Would you transcribe the line containing "Zoom in on mountain peak." and every line after it, through the end of the records below, exactly and with nothing else?
____________
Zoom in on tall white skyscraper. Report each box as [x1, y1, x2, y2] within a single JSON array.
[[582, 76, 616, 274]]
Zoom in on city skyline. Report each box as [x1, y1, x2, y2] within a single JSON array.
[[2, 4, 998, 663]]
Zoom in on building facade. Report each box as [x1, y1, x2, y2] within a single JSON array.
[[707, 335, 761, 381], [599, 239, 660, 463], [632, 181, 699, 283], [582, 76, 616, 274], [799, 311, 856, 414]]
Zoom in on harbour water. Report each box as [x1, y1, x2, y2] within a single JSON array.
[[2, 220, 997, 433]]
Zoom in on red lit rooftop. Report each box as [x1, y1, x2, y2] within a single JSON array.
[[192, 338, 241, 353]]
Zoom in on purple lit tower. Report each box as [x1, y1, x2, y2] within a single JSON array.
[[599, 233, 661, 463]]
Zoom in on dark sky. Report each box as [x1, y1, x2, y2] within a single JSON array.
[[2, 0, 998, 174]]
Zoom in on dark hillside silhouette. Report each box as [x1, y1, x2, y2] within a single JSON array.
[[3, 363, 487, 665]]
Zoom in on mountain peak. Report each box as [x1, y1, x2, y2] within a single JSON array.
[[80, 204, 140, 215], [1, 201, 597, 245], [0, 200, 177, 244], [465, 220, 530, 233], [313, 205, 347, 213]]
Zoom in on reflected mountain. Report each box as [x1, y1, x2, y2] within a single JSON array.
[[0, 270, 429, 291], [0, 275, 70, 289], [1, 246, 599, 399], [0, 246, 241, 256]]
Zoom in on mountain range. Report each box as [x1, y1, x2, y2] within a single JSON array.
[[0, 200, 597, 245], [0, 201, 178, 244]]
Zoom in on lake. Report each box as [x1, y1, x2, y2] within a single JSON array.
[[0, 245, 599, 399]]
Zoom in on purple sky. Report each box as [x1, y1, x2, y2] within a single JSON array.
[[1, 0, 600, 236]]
____________
== TASK ANSWER ==
Zoom in on mountain peak. Report each box as [x1, y1, x2, y2] within a single JSON array.
[[80, 204, 140, 215], [1, 201, 597, 245], [0, 200, 177, 244], [465, 220, 530, 233], [313, 205, 347, 213]]
Zoom in on reflected mountain. Report each box as [x1, y1, x2, y2] within a single JSON array.
[[0, 270, 429, 291], [0, 275, 70, 289], [1, 246, 599, 399], [0, 246, 241, 256]]
Zoom in on mountain range. Report each box as [x1, y1, x2, y2] within a single JSON array.
[[0, 200, 597, 245], [0, 201, 178, 244]]
Zoom in on lake. Report each box as [x1, y1, x2, y2] within a single JSON array.
[[0, 245, 599, 399]]
Zoom in on purple sky. Report each box as [x1, y1, x2, y2] within a single JSON array.
[[1, 0, 600, 236]]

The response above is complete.